In the blog post below, copy everything from "I would have died" down to "memory of me.", swapping "Chicago" for "Milwaukee".

[TEXT EXCERPT]

Saturday, July 21, 2007

What will you be missing?

In the 1998 movie, My Giant, the charactor played by Gheorghe Dumitru Mureşan made an interesting observation:

You don't see tall people in rest homes.

The thought expressed by the giant, Max, is that unusally tall people have short life spans. In the case of Max it was an enlarged heart; there was nothing he could do.

A hotly disputed study revealed that gay men without HIV have an average lifespan of 43 years. Argue if you will, but the obituaries are there for your to review. Gay men die young. You don't see them in rest homes.

At the age of 54, my mind races back over the past eleven years. I wonder, What if I had died at age 43? What would I have missed?

I would have missed my daughter's wedding, the birth of her four children and the privilege of interacting and influencing their lives.

I would have died in 1996. The last major event in my life would have been the school field trip I took with my son to Chicago. It would have been his last memory of me.

[/TEXT EXCERPT]
[DATA SHOWN]

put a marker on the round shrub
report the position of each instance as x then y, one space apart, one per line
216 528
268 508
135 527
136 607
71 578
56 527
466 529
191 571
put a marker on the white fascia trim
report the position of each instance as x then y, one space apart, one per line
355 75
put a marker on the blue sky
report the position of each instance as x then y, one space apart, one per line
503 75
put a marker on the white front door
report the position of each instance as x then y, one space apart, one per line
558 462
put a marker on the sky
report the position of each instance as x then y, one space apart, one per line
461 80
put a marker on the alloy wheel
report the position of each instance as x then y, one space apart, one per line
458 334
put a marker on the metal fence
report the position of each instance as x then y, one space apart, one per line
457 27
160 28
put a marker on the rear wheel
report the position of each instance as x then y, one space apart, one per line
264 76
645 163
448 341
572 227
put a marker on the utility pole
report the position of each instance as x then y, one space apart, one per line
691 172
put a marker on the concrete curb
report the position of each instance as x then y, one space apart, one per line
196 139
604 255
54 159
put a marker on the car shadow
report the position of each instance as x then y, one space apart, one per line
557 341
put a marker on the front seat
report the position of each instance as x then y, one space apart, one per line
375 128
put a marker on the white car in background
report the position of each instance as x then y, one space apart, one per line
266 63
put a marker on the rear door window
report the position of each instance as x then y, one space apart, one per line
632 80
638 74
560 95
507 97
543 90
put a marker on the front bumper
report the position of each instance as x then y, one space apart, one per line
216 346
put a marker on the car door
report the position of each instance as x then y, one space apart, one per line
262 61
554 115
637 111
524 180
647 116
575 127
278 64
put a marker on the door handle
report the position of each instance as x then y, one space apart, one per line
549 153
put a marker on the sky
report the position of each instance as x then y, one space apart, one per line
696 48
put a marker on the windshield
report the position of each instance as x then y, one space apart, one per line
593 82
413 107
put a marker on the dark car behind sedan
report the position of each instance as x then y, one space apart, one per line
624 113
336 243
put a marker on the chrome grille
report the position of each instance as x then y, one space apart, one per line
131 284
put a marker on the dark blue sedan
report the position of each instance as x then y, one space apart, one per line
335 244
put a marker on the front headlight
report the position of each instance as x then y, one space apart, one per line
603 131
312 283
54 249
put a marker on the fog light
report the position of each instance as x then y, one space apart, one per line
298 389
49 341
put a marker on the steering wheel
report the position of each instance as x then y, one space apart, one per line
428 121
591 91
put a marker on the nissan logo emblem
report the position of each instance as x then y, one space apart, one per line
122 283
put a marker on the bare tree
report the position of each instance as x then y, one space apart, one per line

[/DATA SHOWN]

RESPONSE FOR THIS EXERCISE ->
I would have died in 1996. The last major event in my life would have been the school field trip I took with my son to Milwaukee. It would have been his last memory of me.